**Yapılacak İşler:**
A – Kutlu Doğum etkinliği haberine göre Allah Resulü ve Ashabı Kiram'ın vahşetin ve cehaletin hâkim olduğu coğrafyaya getirdiği şeyleri sıralayın.
B – Kutlu Doğum etkinliği haberinde konuşmacı Sertaç Tekdal hangi kanalın programcısı olarak geçiyor?
C – Kutlu Doğum etkinliği haberini kaldığı yerden sürdürün.

**Okuma Metni:**
==========
Peygamber Sevdalıları Platformu üyesi Solhan Çağrı-Der tarafından düzenlenen, Vahdet ve Kardeşlik Hz. Muhammed (sav.)’ adlı Kutlu Doğum Etkinliği, Kur’an-ı Kerim tilavetiyle başladı. Mevlid-i Şerif okunmasının ardından program, Özlem Ajans sanatçılarından Hikmet Kıyançiçek ve ekibi tarafından seslendirdiği ilahilerle devam etti.
Programa konuşmacı olarak katılan Rehber TV programcılarından Sertaç Tekdal, Hz. Peygamberin hayatından kesitler anlatarak, günümüzde yaşanan sorunların nedeninin Hz. Peygamberin sünnetinden, yolundan ayrı kalışımızdan kaynaklandığını vurguladı.
Tekdal konuşmasına, “Farklı bölgelerde dolaştık, tarihi mekânları gezdik ve gördük ki bu topraklar, bu coğrafya nice medeniyetlere şahitlik etti. Nice medeniyetler gelip geçti. Bu coğrafyadaki medeniyetler hiç kimseye yar olmadı. Şu dünya hepsinin göçüp gitmesi gibi, bu dünyadan bizler de göçüp gideceğiz. Allah Resulu (sav)’e yar olmayan bu dünya, bizlere asla yar olmayacak. Bu dünya dolayısıyla şairin ifadesiyle” son bulacak şu dünya hayatında şu gök kubbe altında hoş bir sada imiş” temel amacımız bu olmalıdır.”diyerek başladı.
“İnsanlık için büyük bir kurtuluş umudu oldular”
Tekdal, “Evet Kutlu Nebi’yi anıyoruz ve onun dizinin dibinde yetişmiş olan ashabını yad ediyoruz. Neden yad ediyoruz. Zira Allah Resulü (sav) ve Ashabı Kiram, vahşetin ve cehaletin hakim olduğu bir coğrafyaya saadet, huzur ve selamet getirdiler. İnsanlık için büyük bir kurtuluş umudu oldular. Zira bugün insanlık aynı o gün olduğu gibi bu kurtuluşa ve bu selamete muhtaçtır. “dedi.
==========
**Veri İçeriği:**

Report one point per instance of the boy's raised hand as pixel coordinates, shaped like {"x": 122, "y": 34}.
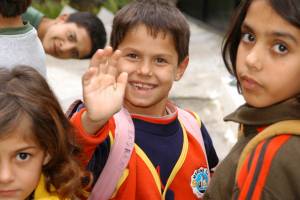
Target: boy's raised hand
{"x": 103, "y": 89}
==========
**Görev Çıktıları:**
A – saadet, huzur, selamet

B – Rehber TV

C –
“İslam ümmetinin vahdet ve kardeşliğe muhtaç olduğu bir zaman dilimindeyiz”
Allah Resulü (sav) Ashabı Kiram bu dönem zalimlerin mazlumları ezdiği, zenginlerin fakiri sömürdüğü adaletsizliğin ve zulmün hâkim olduğu bu dönemde, vahdet kardeşlik içerisinde bir saadet asrına dönüştürdüğünü belirten Tekdal, “Bugün İslam ümmeti olarak işte onları yâd ediyoruz. Zira biz yine onlara muhtaç durumdayız. Yine biz İslam ümmetinin vahdet ve kardeşliğe muhtaç olduğu bir zaman dilimindeyiz. Onları yad ederek onları anlayarak ve onları hayatımıza aktararak inşallah bu saadet dönemlerini tesis etme imkanı bulacağız.”diye konuştu.
“Resulullah (sav’a ve İslam’a teslim olanlar saadet ve selamete ulaştılar”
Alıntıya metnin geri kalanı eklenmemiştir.